> DOCUMENT EXTRACT
□ □ □ □ □
When Apple's CEO gets depressed, he says, he goes into an Apple store for an automatic pickup. "It's like a Prozac or something," he tells investors at a Goldman Sachs conference.

Charles Cooper Former Executive Editor / News
Charles Cooper was an executive editor at CNET News. He has covered technology and business for more than 25 years, working at CBSNews.com, the Associated Press, Computer & Software News, Computer Shopper, PC Week, and ZDNet.
Charles Cooper
2 min read
Tim Cook in front of the Apple logo. CBS Interactive

Even at a company given to the routine deployment of magical superlatives to promote its products and technologies, Tim Cook went out of his way today to describe Apple's stores as leagues beyond anything so mundane as a retail outlet.

"I'm not sure store is even the right word anymore," Cook said in a talk at a Goldman Sachs investor forum in San Francisco. "They've taken on a role much broader than that. They are the face of Apple for almost all of our customers."

Cook offered a uniformly bullish outlook for different parts of Apple's business. But he lavished special praise on the company's retail business, where he said the typical store last year averaged over $50 million in revenue.

"I was talking to some employees the other day -- I don't have many bad days, but if I think I'm ever dropping down from an excitement level, I go into a store and it changes right away," Cook said. "It's like a Prozac or something. It's unbelievable the energy in our stores and to talk to customers and team members in there...it's a feeling like no other. We're continuing to invest here."

During his appearance, which lasted about an hour, Cook allowed that he didn't think Apple "would have been nearly as successful with iPad" had it not been for the company's stores, which he said gave Apple "an incredible competitive advantage" that rivals have been hard-pressed to replicate.
□ □ □ □ □
[Coordinate labeling data]

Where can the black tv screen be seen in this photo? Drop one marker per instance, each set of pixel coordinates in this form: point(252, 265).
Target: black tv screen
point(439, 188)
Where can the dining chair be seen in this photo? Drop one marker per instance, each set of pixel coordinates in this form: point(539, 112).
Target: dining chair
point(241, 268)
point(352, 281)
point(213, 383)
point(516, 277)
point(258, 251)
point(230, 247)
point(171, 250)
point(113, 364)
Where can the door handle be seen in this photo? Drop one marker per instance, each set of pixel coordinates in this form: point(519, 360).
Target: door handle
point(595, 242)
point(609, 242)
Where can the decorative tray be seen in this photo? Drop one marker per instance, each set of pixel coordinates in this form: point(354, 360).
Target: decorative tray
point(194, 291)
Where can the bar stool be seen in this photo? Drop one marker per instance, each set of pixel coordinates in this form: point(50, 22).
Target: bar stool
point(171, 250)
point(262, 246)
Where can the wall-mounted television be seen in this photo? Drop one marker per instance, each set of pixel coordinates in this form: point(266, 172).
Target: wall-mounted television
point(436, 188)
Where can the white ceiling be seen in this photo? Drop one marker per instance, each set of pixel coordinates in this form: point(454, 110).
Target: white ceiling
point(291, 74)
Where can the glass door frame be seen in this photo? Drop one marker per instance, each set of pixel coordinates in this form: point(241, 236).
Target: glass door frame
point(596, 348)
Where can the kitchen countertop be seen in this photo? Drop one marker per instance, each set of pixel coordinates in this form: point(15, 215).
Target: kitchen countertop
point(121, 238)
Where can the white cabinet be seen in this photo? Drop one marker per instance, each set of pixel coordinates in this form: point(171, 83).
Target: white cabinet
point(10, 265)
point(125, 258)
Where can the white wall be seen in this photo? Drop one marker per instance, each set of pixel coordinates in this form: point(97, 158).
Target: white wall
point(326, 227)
□ □ □ □ □
> TASKS
a – In the Apple stores article, why does Cook say "store" may no longer be the right word for Apple's stores? Answer in one to three sentences.
b – Can you restate the paragraph of the Apple stores article that begins "Cook offered a uniformly bullish outlook" more briefly, keeping its main facts?
c – Reproduce the passage of the Apple stores article word for word, starting with "Charles Cooper Former" and going on through "a retail outlet.".

> TASK SOLUTIONS
a – Cook says the stores have taken on a role much broader than a retail outlet. For almost all of Apple's customers, they are the face of Apple.

b – Cook was bullish about all parts of Apple's business. He gave special praise to retail, saying the typical store averaged over $50 million in revenue last year.

c –
Charles Cooper Former Executive Editor / News
Charles Cooper was an executive editor at CNET News. He has covered technology and business for more than 25 years, working at CBSNews.com, the Associated Press, Computer & Software News, Computer Shopper, PC Week, and ZDNet.
Charles Cooper
2 min read
Tim Cook in front of the Apple logo. CBS Interactive

Even at a company given to the routine deployment of magical superlatives to promote its products and technologies, Tim Cook went out of his way today to describe Apple's stores as leagues beyond anything so mundane as a retail outlet.